WHAT TO WORK ON
Count the lines in the items below that contain the string "water", treating case as significant. Give only the number.

[Excerpts from a detection dataset]
>> start

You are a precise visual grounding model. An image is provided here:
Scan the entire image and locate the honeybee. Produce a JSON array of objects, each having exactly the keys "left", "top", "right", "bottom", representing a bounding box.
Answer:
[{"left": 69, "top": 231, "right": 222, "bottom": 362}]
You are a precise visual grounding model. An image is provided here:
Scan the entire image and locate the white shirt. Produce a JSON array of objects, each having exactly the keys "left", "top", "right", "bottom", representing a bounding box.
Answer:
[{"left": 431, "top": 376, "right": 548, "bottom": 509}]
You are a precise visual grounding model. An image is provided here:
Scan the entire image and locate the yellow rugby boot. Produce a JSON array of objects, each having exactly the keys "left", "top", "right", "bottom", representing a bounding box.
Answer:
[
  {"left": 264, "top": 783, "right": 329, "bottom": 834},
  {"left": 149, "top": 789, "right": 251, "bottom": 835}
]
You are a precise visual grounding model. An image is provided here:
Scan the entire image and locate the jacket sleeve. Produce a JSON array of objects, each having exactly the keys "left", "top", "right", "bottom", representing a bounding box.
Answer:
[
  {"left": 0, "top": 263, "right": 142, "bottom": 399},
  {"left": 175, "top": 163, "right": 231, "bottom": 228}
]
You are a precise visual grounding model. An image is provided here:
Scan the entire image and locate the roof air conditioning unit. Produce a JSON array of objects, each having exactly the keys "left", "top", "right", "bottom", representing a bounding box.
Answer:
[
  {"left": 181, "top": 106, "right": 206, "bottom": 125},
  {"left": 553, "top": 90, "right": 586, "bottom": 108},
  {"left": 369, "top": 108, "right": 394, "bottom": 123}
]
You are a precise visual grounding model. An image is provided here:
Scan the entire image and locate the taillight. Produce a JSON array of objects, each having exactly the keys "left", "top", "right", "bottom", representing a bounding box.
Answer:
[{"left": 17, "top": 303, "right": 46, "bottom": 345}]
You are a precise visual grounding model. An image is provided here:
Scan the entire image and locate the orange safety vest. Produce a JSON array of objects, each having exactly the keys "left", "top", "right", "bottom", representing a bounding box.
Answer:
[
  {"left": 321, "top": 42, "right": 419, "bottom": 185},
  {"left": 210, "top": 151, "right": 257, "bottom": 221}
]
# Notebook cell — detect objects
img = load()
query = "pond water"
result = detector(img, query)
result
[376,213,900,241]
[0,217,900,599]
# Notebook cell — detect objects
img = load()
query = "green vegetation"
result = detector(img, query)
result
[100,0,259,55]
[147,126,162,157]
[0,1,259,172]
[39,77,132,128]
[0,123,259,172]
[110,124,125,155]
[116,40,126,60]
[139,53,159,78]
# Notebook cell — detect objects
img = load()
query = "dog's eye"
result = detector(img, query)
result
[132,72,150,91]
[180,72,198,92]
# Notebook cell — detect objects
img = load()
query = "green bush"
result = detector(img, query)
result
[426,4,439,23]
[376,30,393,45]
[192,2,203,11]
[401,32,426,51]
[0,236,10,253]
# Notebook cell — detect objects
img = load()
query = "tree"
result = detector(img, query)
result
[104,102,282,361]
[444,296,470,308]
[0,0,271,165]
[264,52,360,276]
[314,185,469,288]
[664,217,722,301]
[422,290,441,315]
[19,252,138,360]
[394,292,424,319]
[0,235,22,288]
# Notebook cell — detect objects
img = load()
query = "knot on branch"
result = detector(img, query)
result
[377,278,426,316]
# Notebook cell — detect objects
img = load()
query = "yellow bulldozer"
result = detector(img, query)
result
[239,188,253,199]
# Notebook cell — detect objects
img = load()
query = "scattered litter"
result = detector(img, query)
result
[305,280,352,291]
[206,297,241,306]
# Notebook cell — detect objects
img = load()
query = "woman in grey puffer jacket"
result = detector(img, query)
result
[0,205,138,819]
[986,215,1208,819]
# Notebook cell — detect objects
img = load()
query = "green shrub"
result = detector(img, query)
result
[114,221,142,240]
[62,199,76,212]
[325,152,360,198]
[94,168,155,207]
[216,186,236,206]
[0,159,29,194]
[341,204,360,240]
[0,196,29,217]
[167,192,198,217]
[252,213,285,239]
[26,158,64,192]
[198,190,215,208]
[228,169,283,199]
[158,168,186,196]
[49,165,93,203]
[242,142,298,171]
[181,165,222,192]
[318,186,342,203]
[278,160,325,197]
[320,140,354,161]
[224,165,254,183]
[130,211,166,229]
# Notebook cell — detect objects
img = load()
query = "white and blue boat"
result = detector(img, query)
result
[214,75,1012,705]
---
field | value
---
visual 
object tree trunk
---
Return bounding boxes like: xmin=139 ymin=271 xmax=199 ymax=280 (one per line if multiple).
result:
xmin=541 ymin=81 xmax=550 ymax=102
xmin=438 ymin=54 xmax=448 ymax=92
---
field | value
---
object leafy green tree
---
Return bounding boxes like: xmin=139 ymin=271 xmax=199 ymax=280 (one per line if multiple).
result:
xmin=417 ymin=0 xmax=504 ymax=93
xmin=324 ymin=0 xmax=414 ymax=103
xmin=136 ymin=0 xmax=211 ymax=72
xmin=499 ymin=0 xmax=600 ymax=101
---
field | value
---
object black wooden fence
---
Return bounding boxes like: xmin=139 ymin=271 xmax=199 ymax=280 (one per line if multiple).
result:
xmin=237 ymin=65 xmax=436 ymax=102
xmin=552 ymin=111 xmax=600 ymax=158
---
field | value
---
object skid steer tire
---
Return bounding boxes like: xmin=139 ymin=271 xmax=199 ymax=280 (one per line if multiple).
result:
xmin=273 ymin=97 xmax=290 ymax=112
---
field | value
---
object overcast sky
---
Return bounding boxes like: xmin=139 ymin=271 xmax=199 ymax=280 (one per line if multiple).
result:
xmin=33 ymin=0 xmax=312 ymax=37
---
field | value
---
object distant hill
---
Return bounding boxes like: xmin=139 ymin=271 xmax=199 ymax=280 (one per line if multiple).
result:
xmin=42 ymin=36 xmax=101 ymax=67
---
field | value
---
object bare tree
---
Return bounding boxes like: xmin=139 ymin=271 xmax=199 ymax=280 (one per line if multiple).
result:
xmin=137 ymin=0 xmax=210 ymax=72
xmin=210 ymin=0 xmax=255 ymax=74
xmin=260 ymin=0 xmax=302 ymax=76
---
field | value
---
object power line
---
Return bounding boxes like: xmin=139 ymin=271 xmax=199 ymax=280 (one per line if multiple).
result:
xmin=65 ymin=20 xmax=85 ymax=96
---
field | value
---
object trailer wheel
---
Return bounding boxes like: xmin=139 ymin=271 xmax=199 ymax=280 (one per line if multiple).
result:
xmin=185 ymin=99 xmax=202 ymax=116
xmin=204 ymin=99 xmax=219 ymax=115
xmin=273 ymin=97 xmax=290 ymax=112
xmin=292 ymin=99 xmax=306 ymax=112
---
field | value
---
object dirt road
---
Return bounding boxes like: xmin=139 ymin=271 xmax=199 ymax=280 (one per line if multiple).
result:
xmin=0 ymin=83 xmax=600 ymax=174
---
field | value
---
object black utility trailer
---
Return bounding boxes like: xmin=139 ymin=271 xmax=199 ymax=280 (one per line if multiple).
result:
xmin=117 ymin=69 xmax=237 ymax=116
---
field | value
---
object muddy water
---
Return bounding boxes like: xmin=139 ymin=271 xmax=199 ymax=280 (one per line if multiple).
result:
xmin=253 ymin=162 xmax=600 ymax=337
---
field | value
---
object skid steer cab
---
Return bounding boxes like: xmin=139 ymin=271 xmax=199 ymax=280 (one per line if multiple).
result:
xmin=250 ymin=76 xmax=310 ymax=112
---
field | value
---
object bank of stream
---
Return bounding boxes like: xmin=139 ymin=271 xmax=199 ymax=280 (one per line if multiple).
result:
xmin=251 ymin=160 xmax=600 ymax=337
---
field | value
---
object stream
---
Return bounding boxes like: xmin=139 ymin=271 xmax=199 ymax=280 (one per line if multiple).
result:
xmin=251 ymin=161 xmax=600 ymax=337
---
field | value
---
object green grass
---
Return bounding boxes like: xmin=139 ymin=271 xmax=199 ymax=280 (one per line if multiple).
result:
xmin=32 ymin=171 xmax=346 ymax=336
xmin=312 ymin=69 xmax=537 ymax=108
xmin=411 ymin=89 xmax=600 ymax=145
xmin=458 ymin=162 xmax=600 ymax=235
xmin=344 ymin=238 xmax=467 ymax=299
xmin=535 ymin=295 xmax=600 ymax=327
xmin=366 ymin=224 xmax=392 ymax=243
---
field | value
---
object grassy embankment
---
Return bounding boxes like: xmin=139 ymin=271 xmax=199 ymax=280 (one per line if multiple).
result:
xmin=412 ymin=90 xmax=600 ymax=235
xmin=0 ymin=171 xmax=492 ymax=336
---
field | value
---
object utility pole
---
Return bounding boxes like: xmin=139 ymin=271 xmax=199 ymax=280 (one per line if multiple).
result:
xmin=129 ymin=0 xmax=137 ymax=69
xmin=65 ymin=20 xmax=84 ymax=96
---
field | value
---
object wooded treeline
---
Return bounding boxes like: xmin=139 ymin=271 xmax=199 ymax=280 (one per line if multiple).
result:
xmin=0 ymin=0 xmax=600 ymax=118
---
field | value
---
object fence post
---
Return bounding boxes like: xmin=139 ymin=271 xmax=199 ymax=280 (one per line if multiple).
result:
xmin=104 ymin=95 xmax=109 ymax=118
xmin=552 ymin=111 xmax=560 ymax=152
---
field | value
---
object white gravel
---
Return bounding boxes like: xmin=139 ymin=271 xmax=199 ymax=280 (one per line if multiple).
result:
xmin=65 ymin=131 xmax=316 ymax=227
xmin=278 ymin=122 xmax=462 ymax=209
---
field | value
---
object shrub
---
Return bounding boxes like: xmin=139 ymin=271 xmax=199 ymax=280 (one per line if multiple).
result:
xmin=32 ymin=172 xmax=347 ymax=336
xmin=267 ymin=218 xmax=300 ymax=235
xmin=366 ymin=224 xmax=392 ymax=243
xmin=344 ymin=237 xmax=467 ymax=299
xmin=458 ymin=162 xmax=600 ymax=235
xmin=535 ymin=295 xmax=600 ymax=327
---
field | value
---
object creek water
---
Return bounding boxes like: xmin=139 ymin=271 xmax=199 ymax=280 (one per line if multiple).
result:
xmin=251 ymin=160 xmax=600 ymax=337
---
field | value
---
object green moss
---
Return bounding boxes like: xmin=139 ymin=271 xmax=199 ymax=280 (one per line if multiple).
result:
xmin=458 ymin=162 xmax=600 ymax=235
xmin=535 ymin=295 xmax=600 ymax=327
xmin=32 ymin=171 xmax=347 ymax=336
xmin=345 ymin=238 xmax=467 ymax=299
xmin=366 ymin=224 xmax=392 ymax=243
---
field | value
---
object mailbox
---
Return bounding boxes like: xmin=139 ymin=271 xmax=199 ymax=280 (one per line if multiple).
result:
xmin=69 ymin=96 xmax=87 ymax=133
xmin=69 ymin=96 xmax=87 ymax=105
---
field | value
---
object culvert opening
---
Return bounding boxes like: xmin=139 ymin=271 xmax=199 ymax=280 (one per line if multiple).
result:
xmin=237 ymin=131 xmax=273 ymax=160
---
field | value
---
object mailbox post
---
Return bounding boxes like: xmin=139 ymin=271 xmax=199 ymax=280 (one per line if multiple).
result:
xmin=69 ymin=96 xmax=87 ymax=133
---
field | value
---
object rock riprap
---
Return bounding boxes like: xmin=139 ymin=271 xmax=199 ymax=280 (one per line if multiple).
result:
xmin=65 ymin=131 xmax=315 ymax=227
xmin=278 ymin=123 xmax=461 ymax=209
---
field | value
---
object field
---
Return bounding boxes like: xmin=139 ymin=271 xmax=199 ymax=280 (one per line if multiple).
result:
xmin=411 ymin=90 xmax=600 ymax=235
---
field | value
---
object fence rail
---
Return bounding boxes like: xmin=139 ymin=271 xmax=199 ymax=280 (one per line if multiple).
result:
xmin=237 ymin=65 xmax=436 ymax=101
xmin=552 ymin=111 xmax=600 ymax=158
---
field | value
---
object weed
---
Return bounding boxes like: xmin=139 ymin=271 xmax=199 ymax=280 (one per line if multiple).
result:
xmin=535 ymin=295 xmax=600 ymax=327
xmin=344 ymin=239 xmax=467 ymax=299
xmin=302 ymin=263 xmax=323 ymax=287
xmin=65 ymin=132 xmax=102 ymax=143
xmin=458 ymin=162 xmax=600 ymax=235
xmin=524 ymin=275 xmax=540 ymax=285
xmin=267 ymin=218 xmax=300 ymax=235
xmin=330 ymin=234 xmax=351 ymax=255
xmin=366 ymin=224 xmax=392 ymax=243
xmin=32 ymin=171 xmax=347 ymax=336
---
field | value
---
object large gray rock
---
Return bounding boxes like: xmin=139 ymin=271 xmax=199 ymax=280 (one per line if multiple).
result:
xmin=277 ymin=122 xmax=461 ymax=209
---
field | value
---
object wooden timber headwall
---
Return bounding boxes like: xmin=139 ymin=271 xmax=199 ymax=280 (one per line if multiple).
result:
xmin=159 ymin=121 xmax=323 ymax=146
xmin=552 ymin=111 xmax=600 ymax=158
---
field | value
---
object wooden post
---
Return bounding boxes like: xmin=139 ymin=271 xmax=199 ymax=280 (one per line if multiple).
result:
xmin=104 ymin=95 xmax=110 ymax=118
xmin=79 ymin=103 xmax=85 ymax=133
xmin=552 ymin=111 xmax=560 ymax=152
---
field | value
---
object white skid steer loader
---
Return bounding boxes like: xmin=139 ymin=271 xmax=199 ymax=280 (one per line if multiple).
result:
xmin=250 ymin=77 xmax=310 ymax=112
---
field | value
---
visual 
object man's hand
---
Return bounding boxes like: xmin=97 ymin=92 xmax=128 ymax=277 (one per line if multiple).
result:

>> end

WRITTEN ANSWER
3